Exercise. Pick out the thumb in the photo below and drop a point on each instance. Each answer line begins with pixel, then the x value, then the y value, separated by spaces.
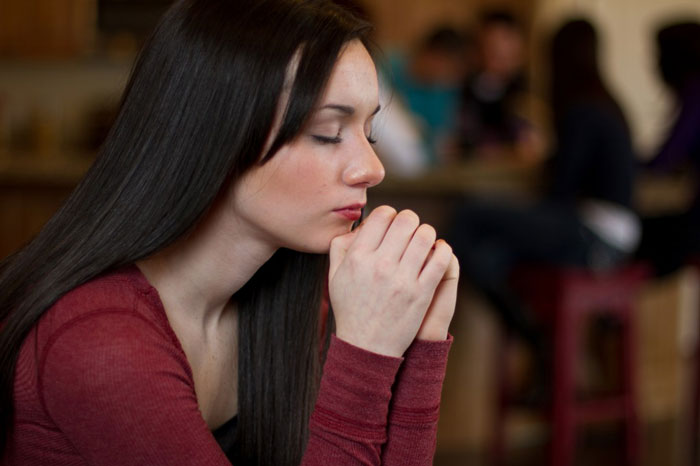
pixel 339 247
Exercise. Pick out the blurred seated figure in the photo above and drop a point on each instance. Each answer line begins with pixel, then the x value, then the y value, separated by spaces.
pixel 492 113
pixel 668 241
pixel 586 218
pixel 420 98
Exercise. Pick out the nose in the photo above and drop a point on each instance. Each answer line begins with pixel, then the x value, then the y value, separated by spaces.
pixel 365 168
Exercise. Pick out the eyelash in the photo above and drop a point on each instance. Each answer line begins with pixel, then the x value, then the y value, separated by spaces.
pixel 338 139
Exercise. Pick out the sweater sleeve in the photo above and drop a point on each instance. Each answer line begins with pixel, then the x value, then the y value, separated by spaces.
pixel 349 422
pixel 120 393
pixel 415 406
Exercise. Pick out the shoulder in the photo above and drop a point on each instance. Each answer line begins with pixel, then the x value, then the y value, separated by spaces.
pixel 123 291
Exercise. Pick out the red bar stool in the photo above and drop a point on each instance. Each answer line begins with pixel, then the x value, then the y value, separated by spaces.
pixel 563 298
pixel 694 421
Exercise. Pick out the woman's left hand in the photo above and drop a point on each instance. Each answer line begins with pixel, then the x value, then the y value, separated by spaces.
pixel 437 320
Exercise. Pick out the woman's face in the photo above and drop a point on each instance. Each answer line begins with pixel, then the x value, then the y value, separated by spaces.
pixel 313 188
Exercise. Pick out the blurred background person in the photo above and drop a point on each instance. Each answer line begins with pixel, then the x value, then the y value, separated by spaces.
pixel 586 218
pixel 670 240
pixel 421 95
pixel 491 115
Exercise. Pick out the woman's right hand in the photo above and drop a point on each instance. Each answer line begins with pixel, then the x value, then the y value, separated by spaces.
pixel 382 279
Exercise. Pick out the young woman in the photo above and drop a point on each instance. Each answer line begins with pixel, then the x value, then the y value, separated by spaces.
pixel 168 314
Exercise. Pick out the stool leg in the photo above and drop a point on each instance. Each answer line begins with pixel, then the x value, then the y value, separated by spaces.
pixel 502 392
pixel 564 358
pixel 629 345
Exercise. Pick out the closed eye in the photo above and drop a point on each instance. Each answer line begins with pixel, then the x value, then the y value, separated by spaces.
pixel 327 140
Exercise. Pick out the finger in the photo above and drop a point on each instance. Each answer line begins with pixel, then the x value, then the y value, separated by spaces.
pixel 399 235
pixel 339 248
pixel 452 272
pixel 372 230
pixel 437 265
pixel 419 248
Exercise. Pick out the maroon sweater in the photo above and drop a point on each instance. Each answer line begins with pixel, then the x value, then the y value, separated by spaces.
pixel 102 380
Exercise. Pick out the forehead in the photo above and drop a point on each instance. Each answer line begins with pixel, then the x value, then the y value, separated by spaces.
pixel 353 80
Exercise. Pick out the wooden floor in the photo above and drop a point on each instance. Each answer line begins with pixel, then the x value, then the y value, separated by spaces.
pixel 601 447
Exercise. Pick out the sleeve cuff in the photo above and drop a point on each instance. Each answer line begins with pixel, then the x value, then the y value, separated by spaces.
pixel 356 386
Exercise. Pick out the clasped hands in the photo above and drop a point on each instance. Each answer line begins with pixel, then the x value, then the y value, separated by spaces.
pixel 391 282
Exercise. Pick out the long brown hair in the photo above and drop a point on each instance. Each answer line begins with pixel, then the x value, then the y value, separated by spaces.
pixel 194 117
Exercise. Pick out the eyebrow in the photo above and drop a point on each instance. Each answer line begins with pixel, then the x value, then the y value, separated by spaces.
pixel 346 109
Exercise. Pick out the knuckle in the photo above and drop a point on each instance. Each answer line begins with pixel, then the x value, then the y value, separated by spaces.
pixel 426 234
pixel 383 267
pixel 408 218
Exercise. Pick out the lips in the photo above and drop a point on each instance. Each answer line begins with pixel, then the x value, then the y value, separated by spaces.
pixel 351 212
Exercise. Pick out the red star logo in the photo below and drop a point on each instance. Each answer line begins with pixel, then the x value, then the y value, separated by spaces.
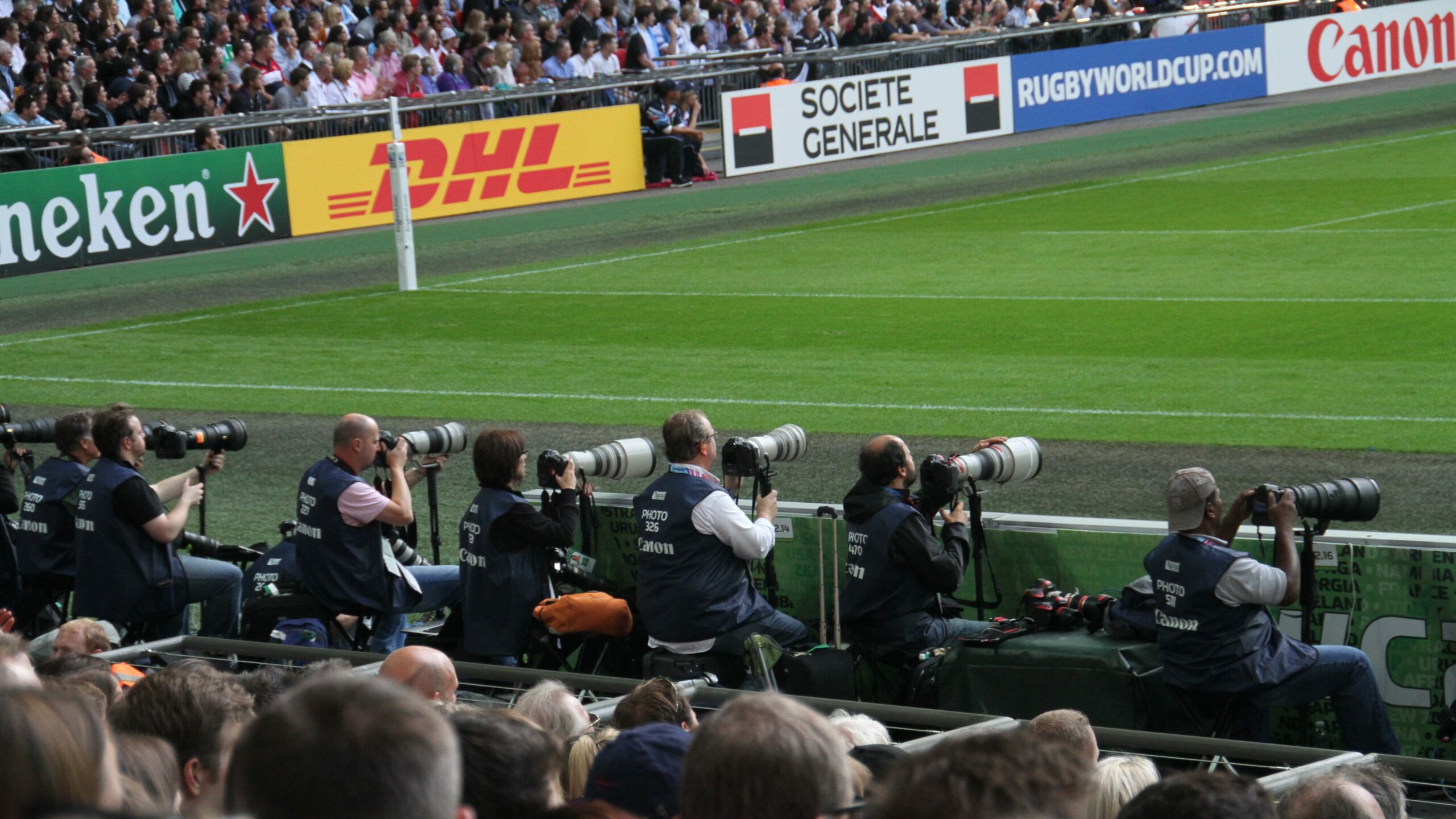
pixel 253 193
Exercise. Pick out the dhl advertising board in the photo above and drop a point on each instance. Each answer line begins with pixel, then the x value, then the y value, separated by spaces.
pixel 342 183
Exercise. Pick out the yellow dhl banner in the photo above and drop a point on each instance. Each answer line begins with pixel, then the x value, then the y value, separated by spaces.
pixel 342 183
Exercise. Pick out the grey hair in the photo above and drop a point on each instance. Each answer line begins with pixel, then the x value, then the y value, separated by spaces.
pixel 545 704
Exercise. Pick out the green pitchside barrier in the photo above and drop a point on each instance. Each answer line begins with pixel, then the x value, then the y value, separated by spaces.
pixel 1388 595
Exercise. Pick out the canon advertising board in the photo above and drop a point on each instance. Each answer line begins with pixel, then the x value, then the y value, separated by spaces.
pixel 1347 48
pixel 829 120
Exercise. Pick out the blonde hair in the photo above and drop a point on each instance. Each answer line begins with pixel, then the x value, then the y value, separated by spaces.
pixel 580 757
pixel 1116 781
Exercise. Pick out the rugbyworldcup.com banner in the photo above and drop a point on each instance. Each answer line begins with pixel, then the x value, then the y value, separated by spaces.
pixel 342 183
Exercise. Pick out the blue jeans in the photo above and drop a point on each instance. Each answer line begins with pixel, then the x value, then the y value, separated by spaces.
pixel 781 627
pixel 1345 675
pixel 219 586
pixel 440 586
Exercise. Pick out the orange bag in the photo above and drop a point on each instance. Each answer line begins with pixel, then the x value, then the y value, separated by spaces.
pixel 590 611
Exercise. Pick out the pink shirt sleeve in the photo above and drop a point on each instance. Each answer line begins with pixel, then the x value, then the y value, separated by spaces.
pixel 360 504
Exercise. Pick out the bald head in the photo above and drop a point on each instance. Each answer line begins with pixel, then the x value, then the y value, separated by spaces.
pixel 887 462
pixel 424 669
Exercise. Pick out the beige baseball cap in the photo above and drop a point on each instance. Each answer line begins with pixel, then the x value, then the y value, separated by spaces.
pixel 1189 491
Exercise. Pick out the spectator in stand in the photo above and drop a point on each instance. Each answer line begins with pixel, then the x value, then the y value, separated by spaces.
pixel 1116 781
pixel 1202 795
pixel 200 712
pixel 347 748
pixel 656 701
pixel 989 777
pixel 765 757
pixel 428 672
pixel 59 754
pixel 250 95
pixel 149 776
pixel 555 709
pixel 1068 727
pixel 295 94
pixel 453 76
pixel 510 766
pixel 407 82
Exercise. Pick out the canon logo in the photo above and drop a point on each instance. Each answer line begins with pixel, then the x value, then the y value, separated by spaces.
pixel 1388 47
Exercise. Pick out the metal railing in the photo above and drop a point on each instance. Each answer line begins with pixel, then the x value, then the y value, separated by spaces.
pixel 714 73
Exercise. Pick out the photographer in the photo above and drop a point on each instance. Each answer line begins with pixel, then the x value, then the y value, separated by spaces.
pixel 897 568
pixel 506 545
pixel 46 544
pixel 127 569
pixel 695 544
pixel 342 556
pixel 1213 628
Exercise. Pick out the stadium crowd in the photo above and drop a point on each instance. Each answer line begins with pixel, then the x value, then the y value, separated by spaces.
pixel 105 63
pixel 328 742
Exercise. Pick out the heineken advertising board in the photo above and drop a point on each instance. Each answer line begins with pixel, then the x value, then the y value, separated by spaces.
pixel 1398 605
pixel 63 218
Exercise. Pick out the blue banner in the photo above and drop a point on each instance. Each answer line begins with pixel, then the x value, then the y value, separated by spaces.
pixel 1140 76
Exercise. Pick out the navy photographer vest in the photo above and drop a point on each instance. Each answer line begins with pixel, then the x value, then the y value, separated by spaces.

◆ ◆ ◆ ◆ ◆

__TRY IT__:
Please retype the material in full, exactly as it reads, apart from the images.

__ANSWER__:
Exercise. Pick out the thumb in the photo below and drop a point on each instance. Each answer line begins with pixel, then the x value, then the y value, separated by spaces.
pixel 339 247
Exercise. Pick out the blurred seated figure in the photo above and drop a point on each instance. Each answer line begins with pixel, then the x value, then the y value, separated by spaces.
pixel 492 113
pixel 668 241
pixel 586 218
pixel 420 98
Exercise. Pick out the nose in the photo above and drop a point on each instance. Each answer line begins with pixel, then the x value, then the y value, separated by spaces.
pixel 365 168
Exercise. Pick out the eyelash in the photo above and drop a point on each instance. Each answer line begins with pixel, then the x value, then the y value, separated by spaces.
pixel 338 139
Exercise. Pick out the sweater sleeve in the photo above and drop a point on each instance. Each answer line begins with pixel, then the x value, then the y value, separated by spaces.
pixel 349 422
pixel 120 393
pixel 415 406
Exercise. Pick out the shoulder in the photo above and drop a point on each instance. Each answer line begins with pixel, then the x value, then the y value, separated by spaces.
pixel 123 291
Exercise. Pick out the red bar stool in the photo above and drop a point on each instance. Each answer line begins with pixel, then the x value, then the y value, separated by spaces.
pixel 563 298
pixel 694 421
Exercise. Pick out the woman's left hand in the photo above and drop a point on each instance. Each answer line begins with pixel, then the x value, then the y value, separated by spaces.
pixel 437 320
Exercise. Pick out the woman's face in the photo above and drop a point on each instance. Each answer line begins with pixel, then the x value, then the y value, separated by spaces.
pixel 313 188
Exercise. Pick out the blurred background person in the photo above and drop a point on each instance. Each answer line begins with pixel, then the x value, then the y value, separated by spaces.
pixel 586 218
pixel 670 240
pixel 421 95
pixel 491 115
Exercise. Pick out the woman's right hand in the photo above and drop a point on each instance. Each answer line begins with pixel, then the x value, then the y value, separated by spaces.
pixel 382 279
Exercise. Pick out the young woman in the photo above and drop a point on each instance. Each answer line begins with pixel, then the x value, then the y value, separated by spaces.
pixel 168 314
Exercise. Pick out the stool leg in the photo above and drop a point on each instance. Each answer line begins with pixel, then the x value, then the y value, separated by spaces.
pixel 502 392
pixel 564 358
pixel 629 345
Exercise. Pick out the closed eye in the photo above and drop a point on each instance. Each answer line begins with pixel, then the x value, then the y value, separated by spaces.
pixel 327 140
Exercise. Pick out the finger in the photo above and drop a point on each instance. Each answer line begins with pixel, then the x value, then the y value, separated by spaces.
pixel 399 235
pixel 339 248
pixel 452 272
pixel 372 230
pixel 437 265
pixel 419 248
Exercise. Pick out the maroon sweater in the photo above and drop a point on each instance. Each answer line begins with pixel, then the x value, then the y value, separated by spaces.
pixel 102 380
Exercise. Pick out the forehead in the photo above and drop a point on each instance. Each answer line begins with pixel, then the x value, then the y value, separated by spaces.
pixel 353 80
Exercise. Pick out the wooden floor in the photo above and drop a point on each instance. Each answer line begins with pixel, then the x value, then the y value, separated by spaces.
pixel 601 447
Exercise. Pick out the sleeve cuff in the photo above and drop a point on each instance. Each answer line begins with pixel, then the x value, then the y value, separated by spaces.
pixel 356 386
Exercise. Pick out the clasped hands in the photo above and drop a point on each instance. Each answer line begins with pixel, then the x value, then the y value, separated by spaces.
pixel 391 282
Exercise. Pick out the long brown hair in the photo above and drop a point on each instance. Each answer line begins with pixel, then the x value, then the y value, separated by spaces.
pixel 194 117
Exercise. Pick out the eyebrow in the photo above and drop a point on each instance. Each answer line begins with pixel, then the x value, then the y value, separated by spaces.
pixel 346 109
Exercise. Pick out the knuckle in the photo above and drop a point on each instance. Each answer line begins with pixel, then the x value, then the y value, separated by spaces.
pixel 426 234
pixel 383 267
pixel 408 218
Exercise. Pick out the lips in the photo above and drop a point on each instance. Each answer line begins with pixel, then the x value, then the y value, separated by spaces.
pixel 351 212
Exercise. Pick out the red star logo in the photo below and drop a point on each instance. Each answer line begins with pixel, then the x value, then the y value, separated by spaces.
pixel 253 193
Exercise. Pick out the dhl advertising board in the photo above and drop a point on each instance. Each answer line begins with pixel, then the x value, then the y value, separated by spaces.
pixel 342 183
Exercise. Pick out the yellow dhl banner in the photo above and drop a point on each instance. Each answer line begins with pixel, then the x value, then the y value, separated by spaces.
pixel 342 183
Exercise. Pick out the grey hair in the photo above and drop a point on each instance. Each answer line begins with pixel, then the x value, then the y value, separated by spaces.
pixel 545 704
Exercise. Pick out the green pitchside barrier in the photo above and drop a point on each instance. Each answer line begins with pixel, then the x value, then the y value, separated by spaces.
pixel 1388 595
Exercise. Pick out the canon advertising board in the photo above and drop a point on each instance. Each answer line begins with pixel, then the x value, then the y value, separated by spaces.
pixel 1347 48
pixel 829 120
Exercise. Pick out the blonde hair in the photo above and drop a point on each instance. Each answer line begins with pixel, then the x value, then the y value, separated by spaces.
pixel 580 757
pixel 1116 781
Exercise. Pick out the rugbyworldcup.com banner in the photo above and drop a point on each instance. Each answer line begins with pixel, then the x value, then the y value, separated by spaces.
pixel 342 183
Exercise. Pick out the blue jeans in the photo above and drop a point on each instance. Each answer line begins with pixel, then the x value, then the y value, separated by spaces.
pixel 781 627
pixel 1345 675
pixel 219 586
pixel 440 586
Exercise. Pick out the orange bag in the photo above and drop a point on each instance. Each answer line begins with pixel, then the x value, then the y value, separated by spaces.
pixel 590 611
Exercise. Pick out the pink shirt sleeve in the photo above and drop a point on each instance. Each answer line begins with pixel, then the x value, then the y value, separated by spaces.
pixel 360 504
Exercise. Pick out the bald head in the photo above and drop a point on each instance. Each answer line begins with pixel, then the x value, then the y value, separated by spaces.
pixel 887 462
pixel 424 669
Exercise. Pick out the beige baseball cap in the photo above and drop a point on each instance. Each answer line begins with pixel, then the x value, then the y value, separated by spaces.
pixel 1189 491
Exercise. Pick out the spectator in stand in the photo above and drop a point on each instance. Each answer line begins with pixel, then the x value, then the y value, separated by spaces.
pixel 1116 781
pixel 1202 795
pixel 200 712
pixel 347 748
pixel 656 701
pixel 989 777
pixel 765 757
pixel 428 672
pixel 59 754
pixel 250 95
pixel 149 776
pixel 555 709
pixel 1068 727
pixel 295 94
pixel 453 76
pixel 510 766
pixel 407 82
Exercise. Pick out the canon logo in the photo above and drop a point on each instance. Each answer line begins with pixel, then the x value, then the y value, separated by spaces.
pixel 1388 47
Exercise. Pick out the metal railing in the photo above and drop a point on each instance. Each answer line begins with pixel, then the x value, then the y value, separated by spaces.
pixel 714 73
Exercise. Pick out the photographer in the photo above and drop a point on each instance. Each answer line begins with pixel, then the x value, then the y value, separated by spaces.
pixel 897 568
pixel 506 545
pixel 46 544
pixel 127 569
pixel 695 544
pixel 342 556
pixel 1213 628
Exercise. Pick out the stadium crowd in the photo above and drop a point on each instance. Each answer line begins with pixel, then the x value, then the y value, separated by spaces.
pixel 105 63
pixel 328 742
Exercise. Pick out the heineken advertising board in the photo above and drop a point on each instance. Each answer line begins with pixel, then the x value, then the y value, separated by spaces.
pixel 1398 605
pixel 63 218
Exercise. Pick out the blue banner in the photo above and drop a point on each instance. Each answer line begins with pixel, then the x value, then the y value, separated by spaces.
pixel 1140 76
Exercise. Pick out the navy photographer vest in the photo above and drop a point on each instance. Each answer line begins with pixel, then the x value, then the y value, separated by spaces.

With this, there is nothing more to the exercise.